_EXERCISE_
Output the data below exactly.

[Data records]
■ ■ ■ ■ ■ ■ ■

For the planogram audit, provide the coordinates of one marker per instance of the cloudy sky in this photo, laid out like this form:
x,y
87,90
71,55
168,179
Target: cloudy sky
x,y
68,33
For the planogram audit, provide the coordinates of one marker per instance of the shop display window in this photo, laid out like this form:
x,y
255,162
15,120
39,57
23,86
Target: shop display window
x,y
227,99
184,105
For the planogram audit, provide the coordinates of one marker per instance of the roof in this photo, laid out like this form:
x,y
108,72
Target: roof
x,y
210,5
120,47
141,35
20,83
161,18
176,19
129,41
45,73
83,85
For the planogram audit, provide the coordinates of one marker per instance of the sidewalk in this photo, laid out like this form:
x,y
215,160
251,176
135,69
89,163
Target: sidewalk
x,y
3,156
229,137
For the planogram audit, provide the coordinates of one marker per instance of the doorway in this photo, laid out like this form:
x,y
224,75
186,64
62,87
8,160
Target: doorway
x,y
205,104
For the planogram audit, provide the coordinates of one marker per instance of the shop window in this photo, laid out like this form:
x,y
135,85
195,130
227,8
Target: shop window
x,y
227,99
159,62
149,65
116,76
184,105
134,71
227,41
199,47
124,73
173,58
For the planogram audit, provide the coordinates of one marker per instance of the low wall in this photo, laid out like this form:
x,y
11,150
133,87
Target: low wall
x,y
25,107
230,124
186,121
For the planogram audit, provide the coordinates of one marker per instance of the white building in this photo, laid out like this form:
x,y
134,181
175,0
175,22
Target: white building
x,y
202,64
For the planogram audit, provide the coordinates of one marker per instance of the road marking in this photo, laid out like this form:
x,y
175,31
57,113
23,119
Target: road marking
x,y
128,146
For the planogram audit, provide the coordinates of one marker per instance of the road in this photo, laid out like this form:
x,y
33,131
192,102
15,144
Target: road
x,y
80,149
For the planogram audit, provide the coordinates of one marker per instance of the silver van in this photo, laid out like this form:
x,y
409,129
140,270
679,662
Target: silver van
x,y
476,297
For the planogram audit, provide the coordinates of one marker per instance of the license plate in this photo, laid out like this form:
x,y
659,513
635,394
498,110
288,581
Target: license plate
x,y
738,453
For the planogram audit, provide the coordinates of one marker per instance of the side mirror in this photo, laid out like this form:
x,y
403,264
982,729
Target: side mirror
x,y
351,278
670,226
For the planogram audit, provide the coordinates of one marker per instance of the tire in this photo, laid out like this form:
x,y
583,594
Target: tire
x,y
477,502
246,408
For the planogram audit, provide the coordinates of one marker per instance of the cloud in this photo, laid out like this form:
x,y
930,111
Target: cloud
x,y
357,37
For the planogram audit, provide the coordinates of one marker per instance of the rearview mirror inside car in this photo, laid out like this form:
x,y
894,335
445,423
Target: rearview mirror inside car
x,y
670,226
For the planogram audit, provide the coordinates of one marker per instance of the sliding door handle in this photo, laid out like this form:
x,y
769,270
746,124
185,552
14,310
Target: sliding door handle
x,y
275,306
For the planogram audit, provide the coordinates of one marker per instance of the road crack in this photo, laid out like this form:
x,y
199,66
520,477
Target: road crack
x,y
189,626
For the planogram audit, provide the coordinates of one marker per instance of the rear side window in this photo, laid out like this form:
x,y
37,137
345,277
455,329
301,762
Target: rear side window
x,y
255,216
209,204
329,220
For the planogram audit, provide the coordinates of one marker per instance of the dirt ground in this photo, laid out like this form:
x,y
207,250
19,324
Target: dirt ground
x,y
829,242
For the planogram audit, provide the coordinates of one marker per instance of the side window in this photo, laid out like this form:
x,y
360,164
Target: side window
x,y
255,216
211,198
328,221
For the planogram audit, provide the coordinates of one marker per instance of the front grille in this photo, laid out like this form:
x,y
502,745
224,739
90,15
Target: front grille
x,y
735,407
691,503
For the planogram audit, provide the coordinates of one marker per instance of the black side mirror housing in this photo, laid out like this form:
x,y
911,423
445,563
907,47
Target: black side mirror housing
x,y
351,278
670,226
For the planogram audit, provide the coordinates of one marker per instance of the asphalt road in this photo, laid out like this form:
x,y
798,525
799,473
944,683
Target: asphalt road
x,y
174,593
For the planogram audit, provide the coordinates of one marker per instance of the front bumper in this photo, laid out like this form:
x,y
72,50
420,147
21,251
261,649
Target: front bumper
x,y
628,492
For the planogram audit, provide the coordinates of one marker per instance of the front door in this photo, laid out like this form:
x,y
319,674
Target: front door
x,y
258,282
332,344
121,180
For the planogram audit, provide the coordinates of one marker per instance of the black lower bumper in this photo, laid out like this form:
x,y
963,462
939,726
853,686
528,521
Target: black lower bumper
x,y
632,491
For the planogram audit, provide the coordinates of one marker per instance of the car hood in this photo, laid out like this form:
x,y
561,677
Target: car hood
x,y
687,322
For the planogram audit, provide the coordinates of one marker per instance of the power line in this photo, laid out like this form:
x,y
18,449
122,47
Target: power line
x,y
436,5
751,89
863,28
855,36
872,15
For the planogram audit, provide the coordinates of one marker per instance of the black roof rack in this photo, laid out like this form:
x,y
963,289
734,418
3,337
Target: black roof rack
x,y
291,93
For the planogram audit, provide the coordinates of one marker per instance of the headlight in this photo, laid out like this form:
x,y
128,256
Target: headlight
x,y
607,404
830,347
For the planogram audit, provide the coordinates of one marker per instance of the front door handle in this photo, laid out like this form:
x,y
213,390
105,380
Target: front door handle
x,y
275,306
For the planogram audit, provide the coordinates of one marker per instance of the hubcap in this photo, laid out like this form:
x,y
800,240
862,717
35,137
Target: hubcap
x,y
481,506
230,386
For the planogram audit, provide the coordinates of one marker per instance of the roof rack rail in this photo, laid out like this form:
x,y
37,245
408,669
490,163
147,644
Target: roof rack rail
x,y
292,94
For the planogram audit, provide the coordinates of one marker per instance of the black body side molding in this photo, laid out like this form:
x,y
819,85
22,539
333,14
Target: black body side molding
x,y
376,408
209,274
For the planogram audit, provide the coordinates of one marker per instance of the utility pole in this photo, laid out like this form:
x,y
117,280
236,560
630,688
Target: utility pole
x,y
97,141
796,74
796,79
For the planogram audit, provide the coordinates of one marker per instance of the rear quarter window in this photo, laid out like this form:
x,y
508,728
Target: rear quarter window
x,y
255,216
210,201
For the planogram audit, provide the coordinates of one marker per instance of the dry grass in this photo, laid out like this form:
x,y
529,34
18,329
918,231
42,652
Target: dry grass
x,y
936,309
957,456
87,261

■ ■ ■ ■ ■ ■ ■

_PROBLEM SOLUTION_
For the planogram audit, provide the coordinates of one marker per instance of the cloudy sky in this photo, laid out like this form:
x,y
87,90
71,55
168,179
Target: cloudy sky
x,y
68,33
For the planogram audit, provide the coordinates of one marker per instance of the shop display window in this photo, laid out like this form:
x,y
255,162
15,120
39,57
23,86
Target: shop display window
x,y
227,99
184,105
For the planogram audit, provide the coordinates of one marker per instance of the roof in this photo, laid out like this form:
x,y
108,72
Target: roof
x,y
210,5
120,47
141,35
20,83
161,18
176,19
129,41
45,73
83,85
For the planogram audit, provide the coordinates of one marker per instance of the sidewalk in this photo, laid out like this form:
x,y
215,160
251,176
135,69
89,163
Target: sidewalk
x,y
3,156
229,137
For the planogram audit, provide the coordinates of one marker per instance of the doorway in this photo, laid out like this form:
x,y
224,75
186,64
62,87
8,160
Target: doorway
x,y
205,104
For the planogram audit, provide the coordinates of one marker per instance of the shop window in this photo, laid out like this form:
x,y
135,85
195,130
227,8
Target: shop window
x,y
227,99
159,62
149,65
116,76
184,105
134,71
227,41
199,47
124,73
173,58
For the planogram audit, provide the coordinates of one marker per instance of the low wall in this photo, laid out like this form:
x,y
11,150
133,87
Target: low wall
x,y
25,107
230,124
186,121
For the planogram audit, provide the coordinates of one marker per instance of the white building in this photo, laid out like this form:
x,y
134,181
175,0
175,22
Target: white building
x,y
202,64
For the planogram audit, provide the coordinates of one marker per instance of the road marking in this photo, laid out like this form:
x,y
175,31
57,113
23,119
Target: road marking
x,y
128,146
For the planogram audit, provide the coordinates of one marker per instance of the road in this photo, laid out like this form:
x,y
33,131
192,102
15,144
Target: road
x,y
80,149
For the planogram audit, provide the coordinates of one marker per instance of the silver van in this photo, laid out like this form:
x,y
409,129
140,270
679,662
Target: silver van
x,y
476,297
For the planogram audit, provide the coordinates of one marker per instance of the license plate in this photo, laid out like this form:
x,y
659,513
635,394
498,110
288,581
Target: license plate
x,y
738,453
For the planogram audit, provide the coordinates of one marker per instance of the side mirror in this photo, laid out like this form:
x,y
403,264
982,729
Target: side mirror
x,y
351,278
670,226
For the planogram audit, provide the coordinates of one marker per instance of the tire in this photo, laid out like this form:
x,y
583,594
Target: tire
x,y
477,502
246,408
For the planogram audit, provide the coordinates of one marker per instance of the cloud in this photo, laid out like this form:
x,y
930,111
Target: cloud
x,y
357,37
For the planogram audit, provide the coordinates of one marker per instance of the rearview mirror inside car in this photo, laid out like this form:
x,y
894,335
445,423
Target: rearview mirror inside car
x,y
670,226
For the planogram audit, provide the coordinates of one marker per instance of the sliding door handle in this photo, laid out like this form:
x,y
769,270
746,124
185,552
14,310
Target: sliding door handle
x,y
275,306
For the planogram audit, provide the coordinates of one marker per instance of the road crack in this photo, laid out like this form:
x,y
199,66
520,477
Target: road crack
x,y
189,626
For the planogram audit, provide the coordinates of one marker per instance of the rear side window in this photo, laid out like this form:
x,y
37,137
345,277
455,329
301,762
Target: rear side window
x,y
255,216
209,204
329,220
For the planogram audit, provide the coordinates of one marker per instance of the dirt ground in this photo, laid out like this form:
x,y
207,250
19,324
Target: dirt ground
x,y
829,242
For the planogram audit, provide the coordinates of one marker per instance of the side window in this photo, laid out like this form:
x,y
360,164
Target: side window
x,y
255,216
211,198
328,221
For the planogram audit, provide the coordinates of one marker per instance of the front grille in this photo, laid out like this form:
x,y
502,745
224,739
90,15
Target: front grille
x,y
735,407
691,503
For the planogram audit, provide the coordinates of one marker per instance of the black side mirror housing in this photo, laid out like this form:
x,y
911,423
445,563
907,47
Target: black side mirror housing
x,y
351,278
670,226
For the planogram audit, provide the coordinates of one marker per instance of the asphalt road in this photo, laid out like this form:
x,y
798,525
799,473
944,683
Target: asphalt road
x,y
174,593
For the planogram audit, provide the coordinates of one marker per instance of the front bumper in this photo, laid out like this form:
x,y
72,50
420,147
21,251
261,649
Target: front bumper
x,y
628,492
For the planogram audit, provide the coordinates of one marker per instance of the front door in this photo, laid out like this form:
x,y
319,674
Target: front door
x,y
258,282
332,344
121,180
For the planogram audit, provide the coordinates of one marker per instance of the black lower bumper in this photo, laid out like this form:
x,y
963,462
939,726
853,686
528,521
Target: black lower bumper
x,y
632,491
For the planogram audit, provide the coordinates of one marker per instance of the car hood in this photo, laid out like this form:
x,y
561,677
Target: car hood
x,y
687,322
For the planogram audit, provide the coordinates of one marker per instance of the power line in this photo, laid out like this form:
x,y
18,449
122,47
Target: power line
x,y
436,5
751,89
863,28
855,36
872,15
For the planogram audit, provide the coordinates of one marker per instance of the black roof rack in this photo, laid out like this form:
x,y
963,289
734,418
3,337
Target: black roof rack
x,y
291,93
For the planogram audit, provide the coordinates of one marker per instance of the headlight in this photo, laid out like this form:
x,y
128,256
Target: headlight
x,y
607,404
830,347
For the planogram audit, provide the coordinates of one marker per instance of the front door handle in this photo, laid out like this form:
x,y
213,390
105,380
Target: front door handle
x,y
275,306
For the planogram audit, provide the coordinates of one marker per instance of the hubcap in this photo, laid out like this form:
x,y
800,240
862,717
35,137
Target: hubcap
x,y
481,506
230,386
For the planogram audit, provide the coordinates of one marker per instance of the roof rack rail in this photo, laid out like this form:
x,y
37,245
408,669
490,163
147,644
Target: roof rack rail
x,y
292,94
For the planogram audit, provide the coordinates of one marker per instance of the black body side molding in this photo, laid out like this form:
x,y
819,85
22,539
333,14
Target: black body side molding
x,y
376,408
209,274
For the planogram audit, provide the coordinates of one marker per instance of the utility pole in this photo, laid out like this form:
x,y
117,280
236,560
630,688
Target: utility pole
x,y
97,141
796,74
796,79
For the planogram audit, provide the coordinates of one marker per instance of the rear quarter window in this photo, laid out like this form:
x,y
508,728
Target: rear quarter window
x,y
255,216
210,201
For the planogram audit, provide the coordinates of one marker per instance of the dry grass in this photo, laid out like this form:
x,y
529,34
18,329
918,231
42,652
Target: dry grass
x,y
936,309
957,456
87,261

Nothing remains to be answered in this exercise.